- [SET EXERCISE]: Give the entries again exactly, every one of them.

- [EXERCISE MATERIALS]:
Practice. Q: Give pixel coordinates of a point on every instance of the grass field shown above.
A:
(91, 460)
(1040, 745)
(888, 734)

- [RESULT FOR THIS EXERCISE]:
Practice. Q: Give pixel coordinates of a point on every instance of the grass field shown above.
A:
(91, 460)
(1040, 745)
(888, 734)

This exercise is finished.